Во-вторых, ни один из этих параметров не может считаться исключительной принадлежностью данного типа исторических ситуаций. Напротив, некоторые из них в отдельности или в определённой избирательной совокупности наблюдаются и в других типах исторических ситуаций (ситуации кризисов, войн, реформ, катастроф и т. п.). Так, бифуркации в истории человечества могут быть связаны не только с социальными и политическими, но и с технологическими революциями; отрицание ярко проявляется в периоды реформ, смены культурных стилей или научных парадигм; аномия – в периоды войн, катастроф, разложения прежней системы; выдвижение мифов и утопий – во время генезиса новой социальной системы и опять-таки в периоды реформирования.

В-третьих, полным набором названных характеристик и закономерностей не обладает ни один другой тип исторических ситуаций. В совокупности эти параметры дают то системное качество, которое характеризует только данный тип исторических ситуаций и никакой другой.

Революция: политико-ситуационные характеристики

Революция как бифуркация

Термин «бифуркация» (от лат. bifurcus – раздвоенный) – разделение, разветвление, в социальных науках употребляется для обозначения апогея кризиса системы, после которого возможно её развитие в различных направлениях, вплоть до полного уничтожения[18]. Очевидно, что любой революционный кризис такому пониманию бифуркации вполне отвечает, и тем более, чем он глубже.

После каждой революции возникает новый этап, новая линия в развитии общественной системы, и это не случайно. В условиях «спокойного» функционирования данного социума, циклического воспроизводства его отношений и институтов социальные инновации, разумеется, возникают, но они всегда достаточно жёстко ограничены существующими условиями. Возможность инноваций, выходящих за рамки системы, является здесь, скорее, абстрактной.
══════
### ЗАДАНИЕ
Подхватите текст о революции как бифуркации: как бы вы продолжили его после последнего предложения?
══════
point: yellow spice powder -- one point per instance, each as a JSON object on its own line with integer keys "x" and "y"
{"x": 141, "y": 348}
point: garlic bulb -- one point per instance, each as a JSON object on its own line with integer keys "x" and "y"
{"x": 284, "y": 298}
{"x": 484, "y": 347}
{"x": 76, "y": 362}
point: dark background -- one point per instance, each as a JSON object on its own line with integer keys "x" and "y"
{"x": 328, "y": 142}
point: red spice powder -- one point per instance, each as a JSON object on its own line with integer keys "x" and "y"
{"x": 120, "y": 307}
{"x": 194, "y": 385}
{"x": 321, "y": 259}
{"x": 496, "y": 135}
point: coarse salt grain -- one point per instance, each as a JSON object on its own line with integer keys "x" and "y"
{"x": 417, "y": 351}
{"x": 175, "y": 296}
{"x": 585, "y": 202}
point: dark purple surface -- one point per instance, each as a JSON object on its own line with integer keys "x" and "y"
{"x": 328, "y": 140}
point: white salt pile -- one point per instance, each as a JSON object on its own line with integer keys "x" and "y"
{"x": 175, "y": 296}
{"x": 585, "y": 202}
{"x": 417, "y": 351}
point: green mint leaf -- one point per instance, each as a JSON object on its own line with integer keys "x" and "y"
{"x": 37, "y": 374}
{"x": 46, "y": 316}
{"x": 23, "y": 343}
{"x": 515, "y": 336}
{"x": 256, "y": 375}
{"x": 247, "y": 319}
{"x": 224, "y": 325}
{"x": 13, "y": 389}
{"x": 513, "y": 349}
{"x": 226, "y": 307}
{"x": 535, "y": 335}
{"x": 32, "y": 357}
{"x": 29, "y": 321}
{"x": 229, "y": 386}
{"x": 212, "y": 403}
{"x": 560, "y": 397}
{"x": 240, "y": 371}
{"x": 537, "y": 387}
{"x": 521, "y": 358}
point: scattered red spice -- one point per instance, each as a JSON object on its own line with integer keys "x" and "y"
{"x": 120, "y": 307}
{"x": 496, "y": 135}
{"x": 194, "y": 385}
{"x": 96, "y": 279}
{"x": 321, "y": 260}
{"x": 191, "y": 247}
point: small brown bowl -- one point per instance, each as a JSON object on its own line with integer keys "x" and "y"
══════
### ОТВЕТ
Совершенно иначе выглядит ситуация революционного кризиса: все или большинство социальных институтов разрушены или расшатаны; вера в прежние ценности ослабевает, как и контроль за соблюдением социальных норм; более того, людьми овладевает желание отринуть прежнюю систему любой ценой, а новизна, независимо от того, ведёт она к лучшему или к худшему, превращается в самоценность и обретает неодолимую притягательную силу. В этих условиях общественные группы, выступающие как субъект истории, при поддержке широких масс действительно способны направить развитие событий в то или иное русло (хотя отнюдь не всегда – в желаемое), а возможность появления принципиально новой социальной системы из абстрактной превращается в реальную.

В этой связи представляет интерес новый вариант решения старого теоретического спора о том, расширяется или ограничивается свобода выбора в революционных условиях. Это решение выглядит парадоксальным: качественное расширение альтернативности развития при количественном ограничении свободы выбора управленческих решений. Анализ отечественной реальности 1990-х гг. подтверждает, что возрастание альтернативности в революционных условиях обусловливается:

  • расшатыванием или разрушением социальных институтов прежней системы, устанавливавших границы деятельности и поведения людей;
  • возможностью появления принципиально новой системы. Иначе говоря, растёт не количество альтернатив, а их качество. В обычных условиях альтернативы существуют в рамках данной системы, в условиях революции – альтернативы между различными типами систем.

В свою очередь, ограничение свободы выбора политико-управленческих решений в условиях революции является результатом:

  • массового, а иногда и всеобщего отторжения старого, резко снижающего вероятность возврата к прошлому (даже после поражения революции, что бывало отнюдь не редко, прежняя система практически никогда не восстанавливалась в дореволюционной форме);
  • сужения поля выбора количества более или менее эффективных управленческих мер в условиях чрезвычайной ситуации;
  • резкого снижения вероятности выбора промежуточных путей («золотой середины») по мере радикализации политических сил, возрастания вероятности реализации радикальных (левого или правого) политических курсов.

Революция как радикальное отрицание

Реализуясь в точке бифуркации (она же – граница меры, момент скачка), революция вместе с тем выступает как отрицание, причём не только в общефилософском, но также в социально-психологическом и политическом смысле. В кругах представителей радикальной революционной мысли широко распространено представление, согласно которому, чем глубже и решительнее производится разрушение прежней социальной системы, тем быстрее будет происходить и последующее движение вперёд, к новому социуму[19]. На самом же деле более радикальные революции, как правило, являются и более масштабными катастрофами, разрушая не только отжившие социальные отношения и институты, но также на некоторое время и основы общецивилизационного развития.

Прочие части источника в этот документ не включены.